[START SELECTION]
A Neutron Tomographic Analysis of Plated Silver Coins from 
Ancient Greece Official or Illegal? 
Scott Olsen, a1 *, Filomena Silvemini,b1 , Vladimir Luzin c1,3 , Ulf Garbe d1,  
Max Avdeev e1 , Joel Davis f1 and Ken Sheedy,g2  
1ANSTO New Illawarra Rd Lucas Heights, NSW 2234, Australia 
2Macquarie University, Macquarie NSW 2109 Australia 
3The University of Newcastle, Callaghan, New South Wales 2308, Australia 
asol@ansto.gov.au, bfilomenas@ansto.gov.au, c vll@ansto.gov.au, d ulg@ansto.gov.au 
emax@ansto.gov.au. f jda@ansto.gov.au gken.sheedy@mq.edu.gov.au  
Keywords: Neutron Tomography, Numismatics, Archaeometallugy 
Abstract. This study focuses on a neutron tomographic analysis conducted on a set of plated 
silver coins minted in the city-state of Athens and in the Greek colonies of Kroton and 
Metapontum (South Italy or Magna Graecia) during the 6th and 5th centuries BC. The 
investigation aims to define the plating method by characterising the morphological and 
structural features of the specimens, i.e. the volume fraction of metallic and non-metallic 
components, and thickness maps of the plating and porosity. The status of these coins is 
uncertain: were they official issues authorized by state-authorities during periods of trouble (and 
silver shortages in the public treasury) or the product of ancient or modern counterfeiters?
[END SELECTION]
[START DATA EXTRACT]
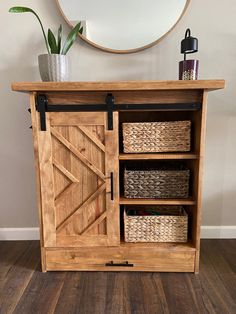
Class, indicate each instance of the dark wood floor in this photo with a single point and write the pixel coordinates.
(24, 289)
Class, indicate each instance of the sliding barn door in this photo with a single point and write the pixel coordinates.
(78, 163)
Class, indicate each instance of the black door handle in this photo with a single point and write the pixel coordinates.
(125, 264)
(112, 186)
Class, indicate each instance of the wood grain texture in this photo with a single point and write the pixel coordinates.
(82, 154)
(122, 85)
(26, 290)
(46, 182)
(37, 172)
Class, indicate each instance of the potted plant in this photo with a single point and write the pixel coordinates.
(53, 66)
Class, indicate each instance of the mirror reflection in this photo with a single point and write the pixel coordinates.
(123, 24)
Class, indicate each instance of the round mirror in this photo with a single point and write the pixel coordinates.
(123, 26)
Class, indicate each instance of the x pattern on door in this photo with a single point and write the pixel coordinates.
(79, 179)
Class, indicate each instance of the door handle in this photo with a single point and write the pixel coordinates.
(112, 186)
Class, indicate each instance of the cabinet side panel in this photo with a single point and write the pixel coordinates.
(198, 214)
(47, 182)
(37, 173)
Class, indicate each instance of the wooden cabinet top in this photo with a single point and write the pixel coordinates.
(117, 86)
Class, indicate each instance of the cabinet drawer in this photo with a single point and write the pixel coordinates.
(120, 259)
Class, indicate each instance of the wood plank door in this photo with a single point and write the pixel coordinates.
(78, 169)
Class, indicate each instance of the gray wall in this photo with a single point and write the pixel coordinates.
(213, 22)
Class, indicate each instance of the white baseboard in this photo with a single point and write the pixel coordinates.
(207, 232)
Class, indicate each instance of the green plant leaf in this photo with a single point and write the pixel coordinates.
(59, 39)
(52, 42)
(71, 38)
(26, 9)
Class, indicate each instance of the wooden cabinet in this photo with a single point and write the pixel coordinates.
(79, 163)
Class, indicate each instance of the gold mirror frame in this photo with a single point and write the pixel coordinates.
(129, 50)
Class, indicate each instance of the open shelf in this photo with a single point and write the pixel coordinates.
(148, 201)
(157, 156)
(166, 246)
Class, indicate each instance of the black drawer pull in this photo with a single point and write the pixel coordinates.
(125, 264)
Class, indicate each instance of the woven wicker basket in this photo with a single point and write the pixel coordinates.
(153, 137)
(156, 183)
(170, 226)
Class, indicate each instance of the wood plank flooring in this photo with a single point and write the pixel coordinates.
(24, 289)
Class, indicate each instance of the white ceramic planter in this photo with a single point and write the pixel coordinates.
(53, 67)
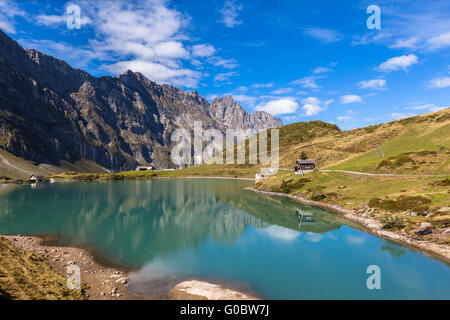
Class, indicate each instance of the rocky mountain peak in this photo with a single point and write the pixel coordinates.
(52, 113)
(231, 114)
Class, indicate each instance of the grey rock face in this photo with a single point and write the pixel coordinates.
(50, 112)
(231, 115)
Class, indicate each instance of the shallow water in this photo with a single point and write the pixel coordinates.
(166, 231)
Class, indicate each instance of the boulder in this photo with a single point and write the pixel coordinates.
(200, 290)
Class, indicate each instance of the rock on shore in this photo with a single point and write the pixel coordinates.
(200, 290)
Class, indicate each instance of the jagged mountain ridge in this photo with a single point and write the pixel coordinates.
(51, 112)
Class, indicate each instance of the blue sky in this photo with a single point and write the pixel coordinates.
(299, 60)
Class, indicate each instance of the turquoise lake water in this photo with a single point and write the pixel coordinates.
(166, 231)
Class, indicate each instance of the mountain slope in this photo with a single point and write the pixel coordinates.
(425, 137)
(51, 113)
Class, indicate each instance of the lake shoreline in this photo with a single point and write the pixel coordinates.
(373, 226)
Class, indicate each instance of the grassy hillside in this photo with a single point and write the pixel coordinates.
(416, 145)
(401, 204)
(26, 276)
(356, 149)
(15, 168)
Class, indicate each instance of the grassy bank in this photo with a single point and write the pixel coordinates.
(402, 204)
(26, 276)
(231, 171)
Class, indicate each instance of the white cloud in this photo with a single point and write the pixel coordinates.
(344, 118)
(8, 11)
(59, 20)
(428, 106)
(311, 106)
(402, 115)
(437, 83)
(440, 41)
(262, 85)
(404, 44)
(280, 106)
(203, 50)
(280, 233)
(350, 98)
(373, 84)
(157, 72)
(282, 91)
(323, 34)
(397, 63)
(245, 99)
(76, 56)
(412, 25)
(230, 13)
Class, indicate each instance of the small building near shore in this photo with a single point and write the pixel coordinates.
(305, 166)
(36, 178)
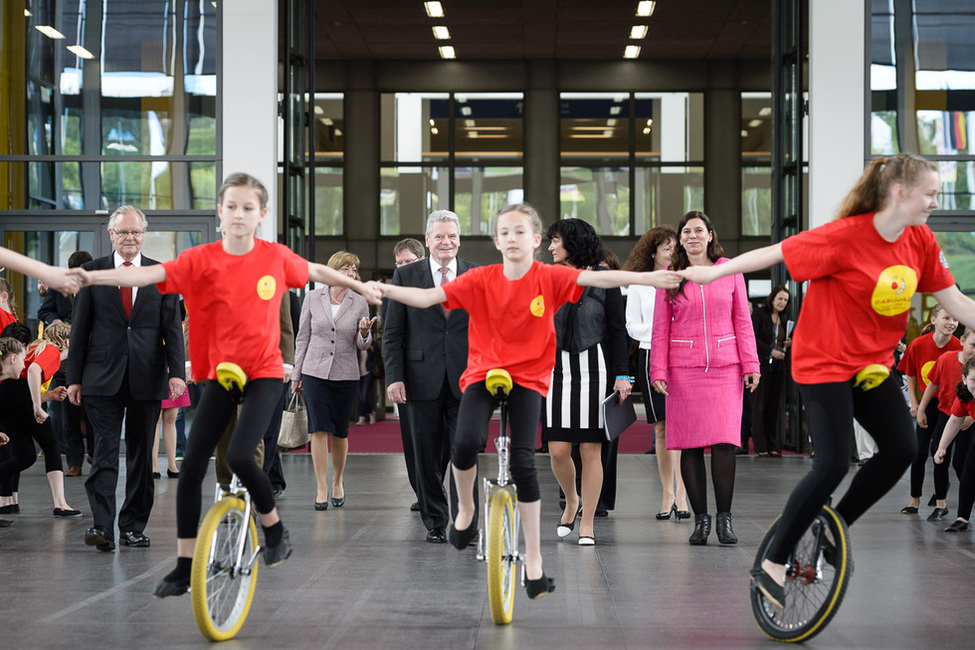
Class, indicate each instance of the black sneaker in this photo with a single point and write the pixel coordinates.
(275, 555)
[END DATA EXTRACT]
__WHAT IS BEING ASKED__. Name every city where, according to the abstract on plated silver coins, the coins studied were minted.

__RESULT FOR THIS EXERCISE__. Athens, Kroton, Metapontum